## Annotated photo localization data:
--
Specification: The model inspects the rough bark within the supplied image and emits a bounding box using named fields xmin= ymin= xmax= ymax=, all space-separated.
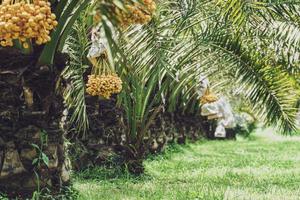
xmin=68 ymin=97 xmax=207 ymax=174
xmin=0 ymin=48 xmax=70 ymax=198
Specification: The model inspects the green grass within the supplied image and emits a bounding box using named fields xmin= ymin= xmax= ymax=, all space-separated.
xmin=74 ymin=129 xmax=300 ymax=200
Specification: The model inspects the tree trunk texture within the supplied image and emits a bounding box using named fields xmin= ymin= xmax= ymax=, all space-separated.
xmin=68 ymin=97 xmax=206 ymax=174
xmin=68 ymin=97 xmax=147 ymax=175
xmin=0 ymin=48 xmax=70 ymax=198
xmin=68 ymin=97 xmax=127 ymax=171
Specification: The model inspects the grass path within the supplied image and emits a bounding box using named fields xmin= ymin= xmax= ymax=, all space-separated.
xmin=74 ymin=129 xmax=300 ymax=200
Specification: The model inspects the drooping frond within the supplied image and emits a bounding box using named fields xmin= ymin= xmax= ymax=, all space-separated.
xmin=60 ymin=0 xmax=300 ymax=136
xmin=217 ymin=0 xmax=300 ymax=27
xmin=199 ymin=30 xmax=299 ymax=133
xmin=62 ymin=18 xmax=91 ymax=136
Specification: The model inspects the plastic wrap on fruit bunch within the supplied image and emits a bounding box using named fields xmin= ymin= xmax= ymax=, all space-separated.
xmin=87 ymin=21 xmax=118 ymax=58
xmin=87 ymin=25 xmax=108 ymax=59
xmin=199 ymin=77 xmax=236 ymax=138
xmin=196 ymin=74 xmax=210 ymax=98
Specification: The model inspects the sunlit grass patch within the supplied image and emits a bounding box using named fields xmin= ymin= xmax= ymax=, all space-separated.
xmin=75 ymin=132 xmax=300 ymax=200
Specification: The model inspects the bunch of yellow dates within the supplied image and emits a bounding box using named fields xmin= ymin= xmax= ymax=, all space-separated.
xmin=86 ymin=74 xmax=123 ymax=99
xmin=95 ymin=0 xmax=156 ymax=27
xmin=0 ymin=0 xmax=57 ymax=48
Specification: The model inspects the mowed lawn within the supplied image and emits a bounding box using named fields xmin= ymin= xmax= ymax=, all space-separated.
xmin=74 ymin=129 xmax=300 ymax=200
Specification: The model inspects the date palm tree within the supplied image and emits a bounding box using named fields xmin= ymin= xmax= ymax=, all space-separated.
xmin=0 ymin=0 xmax=113 ymax=197
xmin=0 ymin=0 xmax=165 ymax=196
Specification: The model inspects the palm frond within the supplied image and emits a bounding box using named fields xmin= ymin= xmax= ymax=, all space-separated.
xmin=200 ymin=30 xmax=299 ymax=133
xmin=62 ymin=17 xmax=91 ymax=136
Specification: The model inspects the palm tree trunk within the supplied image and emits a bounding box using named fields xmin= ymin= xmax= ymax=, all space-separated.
xmin=0 ymin=48 xmax=70 ymax=198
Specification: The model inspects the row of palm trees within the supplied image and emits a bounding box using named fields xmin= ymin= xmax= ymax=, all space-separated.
xmin=0 ymin=0 xmax=299 ymax=197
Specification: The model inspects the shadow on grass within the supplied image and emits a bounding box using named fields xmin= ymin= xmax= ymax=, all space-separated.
xmin=146 ymin=143 xmax=188 ymax=161
xmin=145 ymin=139 xmax=211 ymax=162
xmin=75 ymin=136 xmax=257 ymax=185
xmin=74 ymin=166 xmax=154 ymax=184
xmin=74 ymin=141 xmax=203 ymax=183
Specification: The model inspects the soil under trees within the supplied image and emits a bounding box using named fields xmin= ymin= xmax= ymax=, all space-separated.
xmin=0 ymin=48 xmax=70 ymax=198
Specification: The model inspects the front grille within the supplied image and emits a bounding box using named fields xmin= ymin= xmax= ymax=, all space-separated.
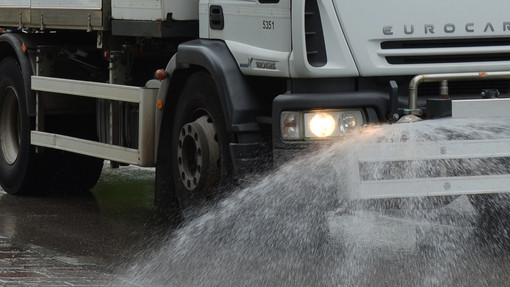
xmin=381 ymin=38 xmax=510 ymax=49
xmin=387 ymin=53 xmax=510 ymax=65
xmin=381 ymin=38 xmax=510 ymax=65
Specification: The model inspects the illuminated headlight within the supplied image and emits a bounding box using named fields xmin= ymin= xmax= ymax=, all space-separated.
xmin=306 ymin=113 xmax=336 ymax=137
xmin=280 ymin=110 xmax=364 ymax=141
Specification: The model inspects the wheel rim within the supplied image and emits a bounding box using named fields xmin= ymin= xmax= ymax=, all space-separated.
xmin=0 ymin=86 xmax=21 ymax=165
xmin=177 ymin=115 xmax=220 ymax=191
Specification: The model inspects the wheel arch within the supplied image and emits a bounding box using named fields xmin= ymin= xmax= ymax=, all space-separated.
xmin=154 ymin=39 xmax=266 ymax=210
xmin=155 ymin=39 xmax=270 ymax=159
xmin=0 ymin=33 xmax=35 ymax=117
xmin=163 ymin=39 xmax=263 ymax=133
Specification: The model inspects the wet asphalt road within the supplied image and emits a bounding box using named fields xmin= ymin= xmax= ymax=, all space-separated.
xmin=0 ymin=164 xmax=174 ymax=285
xmin=3 ymin=164 xmax=510 ymax=285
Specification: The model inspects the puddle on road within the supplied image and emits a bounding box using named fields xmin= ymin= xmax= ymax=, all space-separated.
xmin=115 ymin=119 xmax=510 ymax=286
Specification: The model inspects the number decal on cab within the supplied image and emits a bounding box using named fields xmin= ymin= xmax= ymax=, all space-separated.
xmin=262 ymin=20 xmax=275 ymax=30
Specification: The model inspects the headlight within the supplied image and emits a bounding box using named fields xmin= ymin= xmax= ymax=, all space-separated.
xmin=306 ymin=112 xmax=337 ymax=138
xmin=280 ymin=109 xmax=364 ymax=141
xmin=281 ymin=111 xmax=302 ymax=140
xmin=340 ymin=113 xmax=359 ymax=134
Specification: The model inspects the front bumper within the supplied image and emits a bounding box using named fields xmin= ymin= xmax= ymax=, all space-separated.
xmin=272 ymin=91 xmax=389 ymax=163
xmin=272 ymin=92 xmax=510 ymax=200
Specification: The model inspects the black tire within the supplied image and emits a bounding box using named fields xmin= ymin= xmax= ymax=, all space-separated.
xmin=40 ymin=114 xmax=104 ymax=193
xmin=67 ymin=154 xmax=103 ymax=191
xmin=0 ymin=57 xmax=37 ymax=195
xmin=162 ymin=72 xmax=234 ymax=211
xmin=38 ymin=150 xmax=104 ymax=193
xmin=0 ymin=57 xmax=102 ymax=195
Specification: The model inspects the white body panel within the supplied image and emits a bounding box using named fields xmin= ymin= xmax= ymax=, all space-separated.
xmin=0 ymin=0 xmax=198 ymax=21
xmin=452 ymin=98 xmax=510 ymax=119
xmin=334 ymin=0 xmax=510 ymax=76
xmin=226 ymin=41 xmax=291 ymax=77
xmin=289 ymin=0 xmax=358 ymax=78
xmin=31 ymin=0 xmax=101 ymax=9
xmin=205 ymin=0 xmax=292 ymax=77
xmin=202 ymin=0 xmax=359 ymax=78
xmin=198 ymin=1 xmax=208 ymax=38
xmin=0 ymin=0 xmax=30 ymax=7
xmin=0 ymin=0 xmax=105 ymax=30
xmin=0 ymin=0 xmax=101 ymax=9
xmin=111 ymin=0 xmax=199 ymax=21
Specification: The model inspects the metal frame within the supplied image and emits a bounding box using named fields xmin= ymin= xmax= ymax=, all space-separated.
xmin=31 ymin=76 xmax=157 ymax=166
xmin=351 ymin=138 xmax=510 ymax=199
xmin=452 ymin=98 xmax=510 ymax=119
xmin=406 ymin=71 xmax=510 ymax=115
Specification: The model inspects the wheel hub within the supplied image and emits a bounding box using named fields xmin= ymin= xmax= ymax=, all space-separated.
xmin=177 ymin=115 xmax=220 ymax=191
xmin=0 ymin=86 xmax=21 ymax=165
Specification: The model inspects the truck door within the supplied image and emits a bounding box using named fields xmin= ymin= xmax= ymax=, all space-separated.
xmin=202 ymin=0 xmax=292 ymax=77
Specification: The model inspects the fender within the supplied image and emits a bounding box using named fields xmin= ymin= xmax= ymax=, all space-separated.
xmin=157 ymin=39 xmax=264 ymax=136
xmin=0 ymin=33 xmax=35 ymax=116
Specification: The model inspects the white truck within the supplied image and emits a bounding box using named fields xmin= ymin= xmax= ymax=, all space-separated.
xmin=0 ymin=0 xmax=510 ymax=217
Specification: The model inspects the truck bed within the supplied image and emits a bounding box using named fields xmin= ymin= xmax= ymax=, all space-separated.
xmin=0 ymin=0 xmax=198 ymax=33
xmin=0 ymin=0 xmax=110 ymax=31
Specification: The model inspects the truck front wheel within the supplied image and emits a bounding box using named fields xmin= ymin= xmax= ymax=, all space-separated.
xmin=0 ymin=57 xmax=36 ymax=195
xmin=170 ymin=72 xmax=234 ymax=211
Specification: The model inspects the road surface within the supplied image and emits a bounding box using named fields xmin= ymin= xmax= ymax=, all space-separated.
xmin=2 ymin=164 xmax=510 ymax=286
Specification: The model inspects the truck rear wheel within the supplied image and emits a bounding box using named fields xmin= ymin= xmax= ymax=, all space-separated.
xmin=38 ymin=150 xmax=103 ymax=193
xmin=168 ymin=72 xmax=234 ymax=211
xmin=0 ymin=57 xmax=102 ymax=195
xmin=0 ymin=57 xmax=37 ymax=195
xmin=41 ymin=113 xmax=104 ymax=193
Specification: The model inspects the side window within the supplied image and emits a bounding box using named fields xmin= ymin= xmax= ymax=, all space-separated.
xmin=259 ymin=0 xmax=279 ymax=3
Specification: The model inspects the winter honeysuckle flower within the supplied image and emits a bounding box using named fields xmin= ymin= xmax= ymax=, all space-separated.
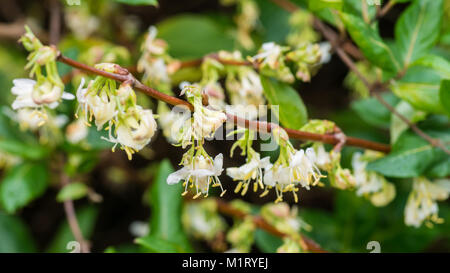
xmin=76 ymin=77 xmax=117 ymax=130
xmin=351 ymin=152 xmax=396 ymax=206
xmin=311 ymin=143 xmax=331 ymax=170
xmin=177 ymin=84 xmax=226 ymax=147
xmin=405 ymin=177 xmax=450 ymax=228
xmin=252 ymin=42 xmax=286 ymax=69
xmin=225 ymin=66 xmax=265 ymax=114
xmin=66 ymin=118 xmax=89 ymax=144
xmin=16 ymin=108 xmax=47 ymax=131
xmin=167 ymin=153 xmax=226 ymax=199
xmin=11 ymin=78 xmax=74 ymax=110
xmin=227 ymin=153 xmax=271 ymax=196
xmin=251 ymin=42 xmax=294 ymax=83
xmin=105 ymin=105 xmax=157 ymax=160
xmin=262 ymin=128 xmax=324 ymax=203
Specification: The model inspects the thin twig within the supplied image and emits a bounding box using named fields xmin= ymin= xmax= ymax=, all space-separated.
xmin=60 ymin=169 xmax=90 ymax=253
xmin=216 ymin=199 xmax=326 ymax=253
xmin=377 ymin=0 xmax=395 ymax=18
xmin=56 ymin=53 xmax=390 ymax=153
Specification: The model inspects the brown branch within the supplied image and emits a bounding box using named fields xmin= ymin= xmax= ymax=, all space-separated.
xmin=271 ymin=0 xmax=450 ymax=155
xmin=216 ymin=199 xmax=326 ymax=253
xmin=56 ymin=53 xmax=390 ymax=153
xmin=60 ymin=170 xmax=90 ymax=253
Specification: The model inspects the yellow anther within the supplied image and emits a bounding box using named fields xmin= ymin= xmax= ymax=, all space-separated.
xmin=234 ymin=182 xmax=243 ymax=193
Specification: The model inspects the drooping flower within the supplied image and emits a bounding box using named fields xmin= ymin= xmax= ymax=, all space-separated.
xmin=76 ymin=77 xmax=117 ymax=130
xmin=404 ymin=177 xmax=450 ymax=228
xmin=167 ymin=153 xmax=226 ymax=198
xmin=12 ymin=78 xmax=74 ymax=110
xmin=104 ymin=105 xmax=157 ymax=160
xmin=66 ymin=118 xmax=89 ymax=144
xmin=227 ymin=153 xmax=271 ymax=195
xmin=351 ymin=152 xmax=396 ymax=207
xmin=262 ymin=128 xmax=324 ymax=203
xmin=177 ymin=84 xmax=226 ymax=148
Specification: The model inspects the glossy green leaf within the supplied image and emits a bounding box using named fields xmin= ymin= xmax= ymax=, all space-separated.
xmin=391 ymin=81 xmax=445 ymax=114
xmin=440 ymin=79 xmax=450 ymax=115
xmin=411 ymin=54 xmax=450 ymax=79
xmin=394 ymin=0 xmax=444 ymax=67
xmin=309 ymin=0 xmax=343 ymax=11
xmin=0 ymin=139 xmax=49 ymax=160
xmin=113 ymin=0 xmax=158 ymax=5
xmin=56 ymin=182 xmax=88 ymax=202
xmin=367 ymin=130 xmax=449 ymax=177
xmin=0 ymin=163 xmax=49 ymax=213
xmin=137 ymin=160 xmax=192 ymax=253
xmin=46 ymin=206 xmax=98 ymax=253
xmin=157 ymin=15 xmax=235 ymax=59
xmin=0 ymin=212 xmax=36 ymax=253
xmin=260 ymin=76 xmax=308 ymax=129
xmin=340 ymin=12 xmax=400 ymax=72
xmin=351 ymin=92 xmax=399 ymax=129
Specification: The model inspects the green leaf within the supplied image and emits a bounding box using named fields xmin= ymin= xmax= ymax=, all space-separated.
xmin=0 ymin=163 xmax=49 ymax=213
xmin=351 ymin=92 xmax=399 ymax=129
xmin=46 ymin=206 xmax=98 ymax=253
xmin=394 ymin=0 xmax=444 ymax=67
xmin=390 ymin=100 xmax=426 ymax=143
xmin=137 ymin=160 xmax=192 ymax=253
xmin=340 ymin=12 xmax=400 ymax=72
xmin=0 ymin=212 xmax=36 ymax=253
xmin=113 ymin=0 xmax=158 ymax=5
xmin=157 ymin=15 xmax=235 ymax=59
xmin=0 ymin=139 xmax=49 ymax=160
xmin=411 ymin=54 xmax=450 ymax=79
xmin=254 ymin=229 xmax=283 ymax=253
xmin=367 ymin=130 xmax=449 ymax=177
xmin=440 ymin=79 xmax=450 ymax=116
xmin=56 ymin=182 xmax=88 ymax=202
xmin=309 ymin=0 xmax=343 ymax=11
xmin=391 ymin=81 xmax=445 ymax=114
xmin=260 ymin=76 xmax=308 ymax=129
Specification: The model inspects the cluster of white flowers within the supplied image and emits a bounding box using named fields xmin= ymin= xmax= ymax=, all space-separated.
xmin=167 ymin=84 xmax=227 ymax=198
xmin=404 ymin=177 xmax=450 ymax=228
xmin=137 ymin=26 xmax=173 ymax=90
xmin=251 ymin=42 xmax=323 ymax=83
xmin=11 ymin=27 xmax=74 ymax=133
xmin=220 ymin=0 xmax=259 ymax=50
xmin=352 ymin=152 xmax=396 ymax=207
xmin=76 ymin=65 xmax=157 ymax=160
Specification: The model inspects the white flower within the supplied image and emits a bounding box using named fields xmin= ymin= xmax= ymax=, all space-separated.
xmin=227 ymin=154 xmax=271 ymax=195
xmin=263 ymin=147 xmax=322 ymax=203
xmin=405 ymin=177 xmax=450 ymax=228
xmin=77 ymin=78 xmax=117 ymax=130
xmin=16 ymin=108 xmax=47 ymax=131
xmin=352 ymin=152 xmax=383 ymax=195
xmin=319 ymin=42 xmax=332 ymax=64
xmin=313 ymin=144 xmax=331 ymax=170
xmin=66 ymin=118 xmax=89 ymax=144
xmin=105 ymin=106 xmax=157 ymax=160
xmin=252 ymin=42 xmax=284 ymax=69
xmin=11 ymin=79 xmax=40 ymax=109
xmin=167 ymin=153 xmax=225 ymax=198
xmin=11 ymin=79 xmax=74 ymax=110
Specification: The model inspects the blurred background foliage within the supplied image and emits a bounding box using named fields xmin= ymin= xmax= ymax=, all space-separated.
xmin=0 ymin=0 xmax=448 ymax=253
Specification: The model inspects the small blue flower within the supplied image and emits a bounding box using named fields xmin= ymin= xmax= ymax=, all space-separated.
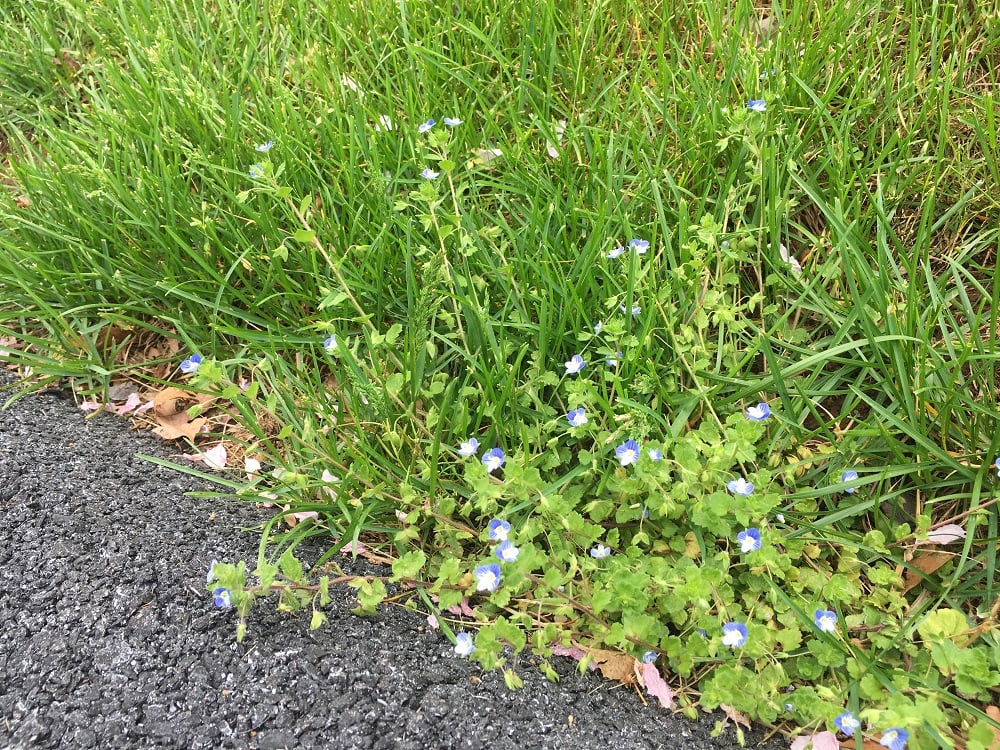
--
Copy exactly the lines from the one containing "Specification: The model inspects the blurred" to the end of the records, both included, and leave the pictures out.

## Solution:
Specification: The model inspects the blurred background foliage within the supplied image and emits a bounding box using named fields xmin= ymin= xmax= ymax=, all space-separated.
xmin=0 ymin=0 xmax=448 ymax=253
Specification: The model inspects the small blue flower within the supplied image and emits a bounding box using named fields xmin= ymin= xmax= ymax=, all space-separated.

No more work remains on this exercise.